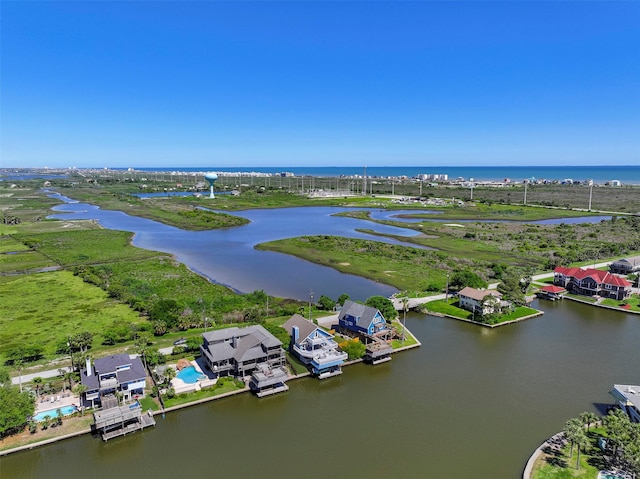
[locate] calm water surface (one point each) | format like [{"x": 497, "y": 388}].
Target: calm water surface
[{"x": 470, "y": 403}]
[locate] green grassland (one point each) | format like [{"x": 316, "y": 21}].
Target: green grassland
[
  {"x": 542, "y": 246},
  {"x": 45, "y": 308},
  {"x": 86, "y": 246},
  {"x": 399, "y": 266},
  {"x": 451, "y": 308}
]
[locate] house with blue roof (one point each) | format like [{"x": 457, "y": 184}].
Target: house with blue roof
[
  {"x": 361, "y": 318},
  {"x": 367, "y": 322}
]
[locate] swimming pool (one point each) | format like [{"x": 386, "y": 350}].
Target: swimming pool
[
  {"x": 190, "y": 375},
  {"x": 53, "y": 413}
]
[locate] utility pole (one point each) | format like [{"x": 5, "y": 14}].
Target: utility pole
[{"x": 364, "y": 182}]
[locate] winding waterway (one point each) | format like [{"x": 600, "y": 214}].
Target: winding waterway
[{"x": 470, "y": 403}]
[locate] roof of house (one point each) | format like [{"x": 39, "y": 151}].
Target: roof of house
[
  {"x": 478, "y": 294},
  {"x": 248, "y": 343},
  {"x": 364, "y": 314},
  {"x": 634, "y": 260},
  {"x": 598, "y": 275},
  {"x": 305, "y": 327},
  {"x": 113, "y": 363}
]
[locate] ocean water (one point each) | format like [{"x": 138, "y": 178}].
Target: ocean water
[{"x": 628, "y": 174}]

**What the exercise asks**
Recast the entries above as a JSON list of strings, with one string for each line, skipping blank lines and leaving out the pictures.

**Result**
[
  "[locate] calm water surface (one point each) | format like [{\"x\": 497, \"y\": 388}].",
  "Target: calm water surface",
  "[{\"x\": 470, \"y\": 403}]",
  "[locate] green grassland (one point each) | format like [{\"x\": 316, \"y\": 21}].",
  "Target: green grassland",
  "[",
  "  {\"x\": 542, \"y\": 246},",
  "  {\"x\": 45, \"y\": 308},",
  "  {\"x\": 86, \"y\": 246},",
  "  {\"x\": 399, \"y\": 266},",
  "  {\"x\": 451, \"y\": 308}",
  "]",
  "[locate] house with blue roof (one point each) | format like [{\"x\": 457, \"y\": 184}].",
  "Target: house with blue roof",
  "[",
  "  {\"x\": 361, \"y\": 318},",
  "  {\"x\": 367, \"y\": 322}",
  "]",
  "[locate] swimming pool (one point each) | format like [{\"x\": 386, \"y\": 350}].",
  "Target: swimming pool",
  "[",
  "  {\"x\": 190, \"y\": 375},",
  "  {\"x\": 53, \"y\": 413}",
  "]",
  "[locate] utility pole (one point each) | format like [{\"x\": 5, \"y\": 14}].",
  "Target: utility pole",
  "[{\"x\": 364, \"y\": 182}]",
  "[locate] winding waterway (one point each) | format like [{\"x\": 600, \"y\": 214}].",
  "Target: winding waterway",
  "[{\"x\": 470, \"y\": 403}]",
  "[locate] roof of house (one point each) | format like [{\"x\": 39, \"y\": 151}].",
  "Target: roof of house",
  "[",
  "  {\"x\": 478, \"y\": 294},",
  "  {\"x\": 248, \"y\": 343},",
  "  {\"x\": 364, \"y\": 314},",
  "  {\"x\": 634, \"y\": 260},",
  "  {\"x\": 598, \"y\": 275},",
  "  {\"x\": 305, \"y\": 327},",
  "  {\"x\": 113, \"y\": 363}",
  "]",
  "[locate] ocean water (one point each) | format like [{\"x\": 138, \"y\": 178}].",
  "Target: ocean water",
  "[{\"x\": 628, \"y\": 174}]"
]